── Source document

Geologic Setting of the Marion Plateau
The Marion Plateau is located between 18°S and 23°S, seaward of the south central Great Barrier Reef on the northeastern Australian continental margin. This plateau is the most southerly of the northeast Australian marginal plateaus, forming a deeper extension of the Queensland continental shelf. The plateau is bounded along its northern margin by the Townsville Trough; by the Cato Trough along the eastern margin, and by the south central Great Barrier Reef to the west (Fig. 6). The Marion Plateau is part of a slowly subsiding margin. It is believed that the plateau top remained exposed throughout much of the Paleogene and became planated to form a gently northward dipping, relatively smooth plateau surface (Pigram et al., 1993).

Tectonics of the Marion Plateau
The eastern Coral Sea has been affected by two distinct tectonic events. The earlier event, late Jurassic-Early Cretaceous in age, was responsible for the formation of the Queensland and Townsville Basins, which underlie the present-day bathymetric features of the Queensland and Townsville Troughs (Fig. 6). These basins formed because of oblique extension along pre-existing Paleozoic structural trends (Struckmeyer and Symonds, 1997). The Queensland and Townsville Basins do not appear to have been affected by the later tectonism responsible for seafloor spreading in the Tasman and Coral Sea Basins (Struckmeyer and Symonds, 1997).

In the Late Cretaceous, rifting in the Coral Sea Basin created numerous continental fragments, which are now capped by carbonate platforms, such as the Marion and Queensland Plateaus (Fig. 6). Rifting in the Coral Sea was an extension of Late Cretaceous (80 Ma) seafloor spreading in the Tasman Basin, which extended to the north to form the Cato Trough and the Coral Sea Basin by 65 Ma (Fig. 6; Weissel and Hayes, 1971; Hayes and Ringis, 1973; Shaw, 1978). Spreading is believed to have ceased along the length of this system by the earliest Eocene (52 Ma; Gaina et al., 1999). Thus, the main physical elements of the western Coral Sea were in place by the early Tertiary (Davies et al., 1989). Although the exact structural style and development history of the rift system is still not completely understood, it is clear that the late Jurassic-Early Cretaceous rifting event controlled the gross architecture of the margin in addition to the form of the high-standing structural elements on which the carbonate platforms in the area are located.

────
── Dataset rows

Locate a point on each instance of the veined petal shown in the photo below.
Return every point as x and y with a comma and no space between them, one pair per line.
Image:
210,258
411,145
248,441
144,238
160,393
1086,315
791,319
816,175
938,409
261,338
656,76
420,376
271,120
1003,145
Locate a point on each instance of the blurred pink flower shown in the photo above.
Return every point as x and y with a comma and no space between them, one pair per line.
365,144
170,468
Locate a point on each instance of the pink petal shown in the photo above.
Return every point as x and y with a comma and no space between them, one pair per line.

────

▶ What to work on
A. Transcribe the stretch of the Marion Plateau passage from "Geologic Setting of" through "et al., 1993).".
B. Answer these questions using the Marion Plateau passage:
(i) Which trough bounds the Marion Plateau along its eastern margin?
(ii) By what time is spreading believed to have ceased along the length of the system?
(iii) Which basins formed because of oblique extension along pre-existing Paleozoic structural trends?
The records come from a separate source.

▶ Responses in order
A.
Geologic Setting of the Marion Plateau
The Marion Plateau is located between 18°S and 23°S, seaward of the south central Great Barrier Reef on the northeastern Australian continental margin. This plateau is the most southerly of the northeast Australian marginal plateaus, forming a deeper extension of the Queensland continental shelf. The plateau is bounded along its northern margin by the Townsville Trough; by the Cato Trough along the eastern margin, and by the south central Great Barrier Reef to the west (Fig. 6). The Marion Plateau is part of a slowly subsiding margin. It is believed that the plateau top remained exposed throughout much of the Paleogene and became planated to form a gently northward dipping, relatively smooth plateau surface (Pigram et al., 1993).

B.
(i) The Cato Trough.
(ii) The earliest Eocene (52 Ma).
(iii) The Queensland and Townsville Basins.